**Action item**
Your response should contain each line of the data that includes "green".

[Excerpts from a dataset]
----
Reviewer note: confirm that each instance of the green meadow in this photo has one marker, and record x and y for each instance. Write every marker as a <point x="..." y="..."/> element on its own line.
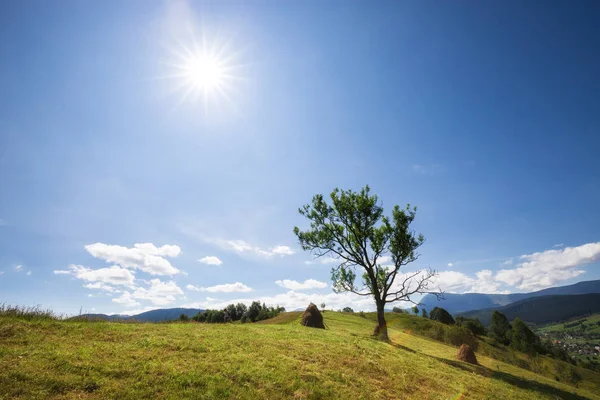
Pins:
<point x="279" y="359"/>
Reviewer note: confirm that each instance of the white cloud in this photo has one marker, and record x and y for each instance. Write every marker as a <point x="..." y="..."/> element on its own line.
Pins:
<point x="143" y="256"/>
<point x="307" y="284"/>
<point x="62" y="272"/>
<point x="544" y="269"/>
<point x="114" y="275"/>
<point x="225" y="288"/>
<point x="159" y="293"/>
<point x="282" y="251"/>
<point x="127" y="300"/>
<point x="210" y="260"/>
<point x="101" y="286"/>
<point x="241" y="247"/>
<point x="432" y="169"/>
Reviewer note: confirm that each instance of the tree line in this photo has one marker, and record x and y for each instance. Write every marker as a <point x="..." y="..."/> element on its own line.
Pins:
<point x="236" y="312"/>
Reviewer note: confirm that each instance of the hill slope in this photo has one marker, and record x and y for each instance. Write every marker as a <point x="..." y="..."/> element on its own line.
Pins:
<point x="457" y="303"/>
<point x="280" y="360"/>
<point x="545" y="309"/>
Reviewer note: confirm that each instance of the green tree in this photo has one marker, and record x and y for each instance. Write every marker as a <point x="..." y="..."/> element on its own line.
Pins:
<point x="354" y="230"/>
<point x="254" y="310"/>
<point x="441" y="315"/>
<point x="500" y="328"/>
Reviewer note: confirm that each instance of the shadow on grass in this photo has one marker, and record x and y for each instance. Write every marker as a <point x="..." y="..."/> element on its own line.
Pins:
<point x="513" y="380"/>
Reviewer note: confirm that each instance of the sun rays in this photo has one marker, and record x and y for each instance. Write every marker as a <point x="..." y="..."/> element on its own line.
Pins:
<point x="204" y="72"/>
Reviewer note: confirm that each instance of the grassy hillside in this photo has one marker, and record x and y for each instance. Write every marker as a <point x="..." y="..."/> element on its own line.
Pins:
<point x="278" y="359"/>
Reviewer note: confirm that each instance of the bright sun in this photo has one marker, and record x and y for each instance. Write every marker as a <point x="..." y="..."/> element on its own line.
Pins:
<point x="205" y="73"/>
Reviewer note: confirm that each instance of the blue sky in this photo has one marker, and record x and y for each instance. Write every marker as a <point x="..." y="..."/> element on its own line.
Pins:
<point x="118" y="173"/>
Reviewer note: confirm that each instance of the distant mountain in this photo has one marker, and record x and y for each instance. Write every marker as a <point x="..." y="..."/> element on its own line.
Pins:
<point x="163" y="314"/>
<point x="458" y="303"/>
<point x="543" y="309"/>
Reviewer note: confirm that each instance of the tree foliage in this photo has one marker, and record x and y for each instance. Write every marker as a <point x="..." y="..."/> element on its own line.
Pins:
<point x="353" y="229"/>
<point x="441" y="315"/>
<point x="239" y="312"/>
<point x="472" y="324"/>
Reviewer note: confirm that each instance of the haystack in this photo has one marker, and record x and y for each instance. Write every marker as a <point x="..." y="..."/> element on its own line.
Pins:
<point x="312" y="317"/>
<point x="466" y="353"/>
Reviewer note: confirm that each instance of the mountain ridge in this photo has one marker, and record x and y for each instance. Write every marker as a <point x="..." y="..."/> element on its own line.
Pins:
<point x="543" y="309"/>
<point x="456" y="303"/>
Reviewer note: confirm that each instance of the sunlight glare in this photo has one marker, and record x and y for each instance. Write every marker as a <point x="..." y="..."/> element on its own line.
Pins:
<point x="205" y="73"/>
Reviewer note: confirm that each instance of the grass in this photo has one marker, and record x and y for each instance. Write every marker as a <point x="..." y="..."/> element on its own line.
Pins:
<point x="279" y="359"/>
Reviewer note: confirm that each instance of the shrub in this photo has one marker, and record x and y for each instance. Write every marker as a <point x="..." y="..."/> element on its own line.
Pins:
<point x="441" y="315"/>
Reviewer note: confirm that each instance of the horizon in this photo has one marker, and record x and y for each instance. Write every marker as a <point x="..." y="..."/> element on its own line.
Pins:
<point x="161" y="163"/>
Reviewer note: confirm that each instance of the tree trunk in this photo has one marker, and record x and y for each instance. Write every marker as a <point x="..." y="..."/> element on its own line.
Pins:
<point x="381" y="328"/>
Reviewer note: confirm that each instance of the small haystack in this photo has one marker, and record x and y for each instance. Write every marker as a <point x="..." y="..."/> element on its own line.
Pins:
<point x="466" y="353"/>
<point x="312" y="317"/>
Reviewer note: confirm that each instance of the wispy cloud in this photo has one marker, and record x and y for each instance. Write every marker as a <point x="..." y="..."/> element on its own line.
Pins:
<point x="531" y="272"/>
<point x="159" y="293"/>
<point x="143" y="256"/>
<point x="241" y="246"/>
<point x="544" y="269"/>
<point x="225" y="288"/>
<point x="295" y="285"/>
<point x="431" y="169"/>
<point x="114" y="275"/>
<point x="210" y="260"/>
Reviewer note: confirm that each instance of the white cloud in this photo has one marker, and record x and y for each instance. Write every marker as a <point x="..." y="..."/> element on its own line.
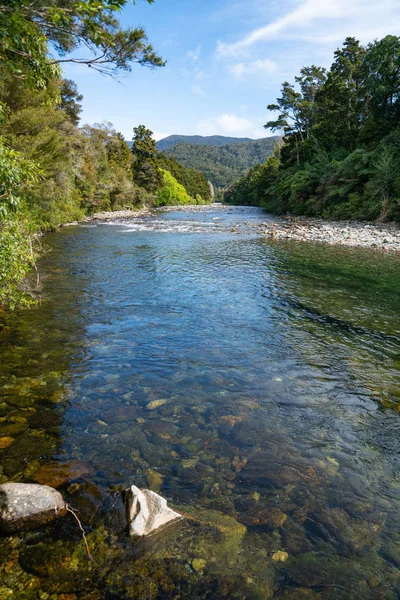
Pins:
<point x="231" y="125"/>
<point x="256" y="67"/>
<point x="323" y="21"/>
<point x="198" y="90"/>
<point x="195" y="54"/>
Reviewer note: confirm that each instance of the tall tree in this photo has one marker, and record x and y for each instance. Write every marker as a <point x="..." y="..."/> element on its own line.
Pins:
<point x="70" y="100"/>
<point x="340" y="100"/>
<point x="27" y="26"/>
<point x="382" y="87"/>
----
**Worked solution**
Reviewer note: confirm that each instance of the green meadow in this photo has one marker, and record x and y for each instance. Write every marker as a <point x="..." y="..."/> element on its own line.
Reviewer note: confirm that each instance of the green tree in this photo has one marker, and record x and y for each instance. Write every marker as a <point x="..." y="..."/> element on its own line.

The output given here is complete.